— AIM OF THE TASK —
Print every one of the records below verbatim, keeping each line unchanged.

(Records taken from a data source)
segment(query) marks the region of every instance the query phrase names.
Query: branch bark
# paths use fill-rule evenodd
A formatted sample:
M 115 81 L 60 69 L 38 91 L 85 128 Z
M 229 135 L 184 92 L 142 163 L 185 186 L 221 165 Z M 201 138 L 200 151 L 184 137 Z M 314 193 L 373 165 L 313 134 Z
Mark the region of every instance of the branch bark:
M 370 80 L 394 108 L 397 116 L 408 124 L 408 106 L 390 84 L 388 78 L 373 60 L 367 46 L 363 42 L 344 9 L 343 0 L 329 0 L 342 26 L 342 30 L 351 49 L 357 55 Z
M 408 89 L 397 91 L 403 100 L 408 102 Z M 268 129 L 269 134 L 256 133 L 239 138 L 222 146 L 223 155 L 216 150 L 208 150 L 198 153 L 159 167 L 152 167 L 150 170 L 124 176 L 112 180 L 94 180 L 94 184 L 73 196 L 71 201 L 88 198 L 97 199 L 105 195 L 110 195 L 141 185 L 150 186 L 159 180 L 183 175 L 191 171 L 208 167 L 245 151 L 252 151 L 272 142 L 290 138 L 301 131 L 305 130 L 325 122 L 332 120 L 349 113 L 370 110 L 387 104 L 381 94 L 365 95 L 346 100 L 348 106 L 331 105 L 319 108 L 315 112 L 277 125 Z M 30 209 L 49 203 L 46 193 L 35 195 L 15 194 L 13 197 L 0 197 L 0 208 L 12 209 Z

— EXERCISE RESPONSE —
segment(query) marks the region of every instance the query phrase names.
Query: branch bark
# paths use fill-rule evenodd
A formatted sample:
M 115 81 L 60 69 L 38 91 L 85 128 Z
M 229 135 L 184 92 L 142 163 L 185 186 L 221 165 Z M 201 138 L 200 151 L 184 137 Z M 314 193 L 373 165 L 313 134 Z
Mark the region of every instance of the branch bark:
M 370 80 L 394 108 L 397 116 L 408 124 L 408 106 L 390 84 L 388 78 L 373 60 L 367 46 L 363 42 L 344 9 L 343 0 L 329 0 L 342 26 L 342 30 L 351 49 L 357 55 Z
M 408 89 L 397 91 L 403 100 L 408 102 Z M 268 129 L 269 134 L 256 133 L 239 138 L 222 146 L 223 155 L 216 150 L 208 150 L 198 153 L 159 167 L 152 167 L 150 170 L 124 176 L 112 180 L 94 180 L 94 184 L 73 196 L 71 201 L 88 198 L 97 199 L 105 195 L 110 195 L 141 185 L 150 186 L 159 180 L 183 175 L 191 171 L 208 167 L 245 151 L 252 151 L 272 142 L 290 138 L 301 131 L 305 130 L 325 122 L 332 120 L 349 113 L 370 110 L 387 104 L 381 94 L 365 95 L 346 100 L 348 106 L 331 105 L 319 108 L 315 112 L 277 125 Z M 30 209 L 49 203 L 46 193 L 35 195 L 15 194 L 13 197 L 0 197 L 0 208 L 12 209 Z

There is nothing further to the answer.